Daily Hours: 12 AM – 11:59 PM

Location

Imam Ali Square, Isfahan, Isfahan Province

Price

Free

Chehel Sotun Palace

Kakh-e Chehel Sotun

Built as a pleasure pavilion and reception hall, using the Achaemenid-inspired talar (columnar porch) style, this beautifully proportioned palace is entered via an elegant terrace that perfectly bridges the transition between the Persian love of gardens and interior splendour. The 20 slender, ribbed wooden pillars of the palace rise to a superb wooden ceiling with crossbeams and exquisite inlay work. Chehel Sotun means ‘40 pillars’ – the number reflected in the long pool in front of the palace.
The only surviving palace on the royal precinct that stretched between Naqsh-e Jahan (Imam) Sq and Chahar Bagh Abbasi St, this Safavid-era complex is reputed to date from 1614; an inscription uncovered in 1949, however, says it was completed in 1647 under the watch of Shah Abbas II. Either way, the palace on this site today was rebuilt after a fire in 1706.

* Record excerpts:
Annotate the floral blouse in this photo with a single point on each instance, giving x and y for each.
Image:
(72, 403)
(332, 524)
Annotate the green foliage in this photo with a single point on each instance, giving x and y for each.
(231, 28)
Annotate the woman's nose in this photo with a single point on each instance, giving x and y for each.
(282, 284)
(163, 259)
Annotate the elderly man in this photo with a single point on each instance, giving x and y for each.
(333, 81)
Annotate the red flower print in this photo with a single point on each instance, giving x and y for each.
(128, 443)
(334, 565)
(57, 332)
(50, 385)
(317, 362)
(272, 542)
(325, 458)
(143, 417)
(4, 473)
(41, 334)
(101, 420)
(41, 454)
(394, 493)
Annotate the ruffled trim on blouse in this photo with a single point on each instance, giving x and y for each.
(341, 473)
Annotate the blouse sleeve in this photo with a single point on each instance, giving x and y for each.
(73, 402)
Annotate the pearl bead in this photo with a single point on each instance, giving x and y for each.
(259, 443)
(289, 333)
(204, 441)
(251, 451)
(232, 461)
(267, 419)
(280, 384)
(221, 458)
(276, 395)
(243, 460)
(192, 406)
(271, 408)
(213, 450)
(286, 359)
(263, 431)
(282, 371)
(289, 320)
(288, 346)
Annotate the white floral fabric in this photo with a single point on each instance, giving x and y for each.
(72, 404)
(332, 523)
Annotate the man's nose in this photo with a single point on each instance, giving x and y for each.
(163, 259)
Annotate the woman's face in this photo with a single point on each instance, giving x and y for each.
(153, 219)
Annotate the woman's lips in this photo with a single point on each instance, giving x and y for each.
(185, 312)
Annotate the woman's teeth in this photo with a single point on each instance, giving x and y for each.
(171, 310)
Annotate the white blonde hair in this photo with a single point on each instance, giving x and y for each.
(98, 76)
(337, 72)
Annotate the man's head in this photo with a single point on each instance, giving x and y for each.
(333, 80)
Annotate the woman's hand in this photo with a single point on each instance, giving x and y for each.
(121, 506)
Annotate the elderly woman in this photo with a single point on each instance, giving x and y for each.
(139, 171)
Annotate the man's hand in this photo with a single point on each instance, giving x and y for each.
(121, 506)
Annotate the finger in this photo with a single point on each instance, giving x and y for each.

* Task details:
Retype the Chehel Sotun Palace passage starting at "Chehel Sotun Palace" and ending at "of the palace.".

* Task result:
Chehel Sotun Palace

Kakh-e Chehel Sotun

Built as a pleasure pavilion and reception hall, using the Achaemenid-inspired talar (columnar porch) style, this beautifully proportioned palace is entered via an elegant terrace that perfectly bridges the transition between the Persian love of gardens and interior splendour. The 20 slender, ribbed wooden pillars of the palace rise to a superb wooden ceiling with crossbeams and exquisite inlay work. Chehel Sotun means ‘40 pillars’ – the number reflected in the long pool in front of the palace.